* [What you will do]: Please convert the entries below into a JSON list of strings, one string per line, leaving out any blank lines.

* [Supplied data]:
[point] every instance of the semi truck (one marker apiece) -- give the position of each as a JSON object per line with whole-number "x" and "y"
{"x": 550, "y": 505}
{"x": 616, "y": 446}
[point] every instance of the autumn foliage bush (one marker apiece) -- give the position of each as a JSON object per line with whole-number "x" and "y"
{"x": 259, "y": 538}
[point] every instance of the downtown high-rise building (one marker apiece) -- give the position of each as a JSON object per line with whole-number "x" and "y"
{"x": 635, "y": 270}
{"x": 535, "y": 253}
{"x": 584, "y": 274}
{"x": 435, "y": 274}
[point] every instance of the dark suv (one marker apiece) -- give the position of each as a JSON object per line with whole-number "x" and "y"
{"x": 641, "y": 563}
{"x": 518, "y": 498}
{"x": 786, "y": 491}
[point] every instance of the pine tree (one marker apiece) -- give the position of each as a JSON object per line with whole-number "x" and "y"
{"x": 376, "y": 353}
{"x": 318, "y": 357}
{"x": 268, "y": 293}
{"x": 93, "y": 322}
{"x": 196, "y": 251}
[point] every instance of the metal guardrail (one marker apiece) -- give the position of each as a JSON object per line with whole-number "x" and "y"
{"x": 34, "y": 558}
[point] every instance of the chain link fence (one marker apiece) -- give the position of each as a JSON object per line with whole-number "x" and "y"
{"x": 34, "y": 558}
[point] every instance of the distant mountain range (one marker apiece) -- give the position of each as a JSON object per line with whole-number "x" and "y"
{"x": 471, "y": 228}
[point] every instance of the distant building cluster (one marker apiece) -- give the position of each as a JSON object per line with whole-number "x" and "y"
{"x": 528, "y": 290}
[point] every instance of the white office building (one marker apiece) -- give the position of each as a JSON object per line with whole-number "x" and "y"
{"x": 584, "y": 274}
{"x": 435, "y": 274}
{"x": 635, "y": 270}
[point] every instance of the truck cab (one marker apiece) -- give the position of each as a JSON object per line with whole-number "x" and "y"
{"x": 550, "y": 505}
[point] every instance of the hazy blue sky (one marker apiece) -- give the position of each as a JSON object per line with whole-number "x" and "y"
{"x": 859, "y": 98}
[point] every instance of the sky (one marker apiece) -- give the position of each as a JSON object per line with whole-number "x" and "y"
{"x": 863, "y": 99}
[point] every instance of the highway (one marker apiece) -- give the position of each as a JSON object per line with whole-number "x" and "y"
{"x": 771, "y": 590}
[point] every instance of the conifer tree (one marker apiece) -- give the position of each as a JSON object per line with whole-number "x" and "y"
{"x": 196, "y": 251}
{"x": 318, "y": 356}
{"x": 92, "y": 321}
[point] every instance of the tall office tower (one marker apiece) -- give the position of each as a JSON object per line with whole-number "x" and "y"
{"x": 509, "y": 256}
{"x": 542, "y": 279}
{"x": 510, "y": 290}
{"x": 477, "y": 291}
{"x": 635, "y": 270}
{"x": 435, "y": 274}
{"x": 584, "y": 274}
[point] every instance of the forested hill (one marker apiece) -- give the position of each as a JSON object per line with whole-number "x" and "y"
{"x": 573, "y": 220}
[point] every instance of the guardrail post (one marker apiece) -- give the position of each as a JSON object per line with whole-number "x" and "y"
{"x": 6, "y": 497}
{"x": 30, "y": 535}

* [The response]:
[
  "[point] every instance of the semi truck (one marker apiece) -- give the position of each as a JSON object per line with whole-number \"x\" and \"y\"",
  "{\"x\": 550, \"y\": 505}",
  "{\"x\": 616, \"y\": 446}",
  "[point] every instance of the autumn foliage bush (one marker apiece) -- give the position of each as a JSON object per line with whole-number \"x\" and \"y\"",
  "{\"x\": 259, \"y\": 538}",
  "[point] every instance of the downtown high-rise building (one marker apiece) -- give the position of each as a JSON object per line with whole-number \"x\" and \"y\"",
  "{\"x\": 635, \"y\": 270}",
  "{\"x\": 535, \"y\": 253}",
  "{\"x\": 584, \"y\": 274}",
  "{\"x\": 435, \"y\": 274}",
  "[point] every instance of the dark suv (one marker apiece) -- give the position of each as a JSON object per line with whole-number \"x\" and \"y\"",
  "{\"x\": 641, \"y\": 563}",
  "{\"x\": 518, \"y\": 498}",
  "{\"x\": 786, \"y\": 491}",
  "[point] every instance of the pine tree (one marker apiece) -- give the position of each as a JSON object per line with whole-number \"x\" and \"y\"",
  "{\"x\": 376, \"y\": 353}",
  "{\"x\": 318, \"y\": 357}",
  "{\"x\": 268, \"y\": 293}",
  "{\"x\": 93, \"y\": 322}",
  "{\"x\": 196, \"y\": 251}",
  "[point] every instance of the metal guardrail (one marker apiece) -- give the position of each as a JSON object per line with whole-number \"x\" and \"y\"",
  "{\"x\": 34, \"y\": 558}",
  "[point] every instance of the chain link fence (one marker apiece) -- give the position of each as a JSON object per line with whole-number \"x\" and \"y\"",
  "{\"x\": 34, \"y\": 558}",
  "[point] every instance of the distant mountain range (one marker apiece) -- give the position of each as a JSON object per line with whole-number \"x\" and \"y\"",
  "{\"x\": 471, \"y\": 228}",
  "[point] every instance of the distant building cluster (one marker apiece) -- give the position of each as a JSON object per line with whole-number \"x\" and \"y\"",
  "{\"x\": 528, \"y\": 290}",
  "[point] every instance of the white office building (one marker apiece) -- give the position of each as a JSON object per line with whole-number \"x\" and \"y\"",
  "{\"x\": 584, \"y\": 274}",
  "{\"x\": 435, \"y\": 274}",
  "{\"x\": 635, \"y\": 270}",
  "[point] every instance of the truck cab (one marker apiece) -- give the position of each as a JSON object per line with whole-number \"x\" and \"y\"",
  "{\"x\": 550, \"y\": 505}",
  "[point] every instance of the hazy blue sky (one marker apiece) -- give the position of each as a JSON object per line with whole-number \"x\" and \"y\"",
  "{\"x\": 859, \"y\": 98}",
  "[point] every instance of the sky (one marker apiece) -- give the position of each as a JSON object per line with whole-number \"x\" and \"y\"",
  "{\"x\": 863, \"y\": 99}",
  "[point] every instance of the highway (one marker apiece) -- give the position of each as a JSON object per line with whole-number \"x\" and \"y\"",
  "{\"x\": 771, \"y\": 590}",
  "[point] every instance of the conifer tree (one marker apiece) -- give the position of each as a JSON object per line with whole-number \"x\" and \"y\"",
  "{\"x\": 196, \"y\": 251}",
  "{\"x\": 318, \"y\": 356}",
  "{\"x\": 92, \"y\": 321}",
  "[point] every instance of the tall office tower (one marker apiece) -- give the position of each as a JSON object per line with whole-number \"x\" and \"y\"",
  "{\"x\": 509, \"y\": 256}",
  "{\"x\": 542, \"y\": 279}",
  "{\"x\": 510, \"y\": 290}",
  "{\"x\": 477, \"y\": 291}",
  "{\"x\": 635, \"y\": 270}",
  "{\"x\": 435, \"y\": 274}",
  "{\"x\": 584, \"y\": 274}",
  "[point] every instance of the forested hill (one marker apiece) -- give the position of each as a JSON object per line with whole-number \"x\" and \"y\"",
  "{\"x\": 573, \"y\": 220}",
  "[point] every instance of the guardrail post (one marker apiece) -- give the position of each as a JSON object per line with whole-number \"x\" and \"y\"",
  "{\"x\": 6, \"y\": 497}",
  "{\"x\": 30, \"y\": 535}"
]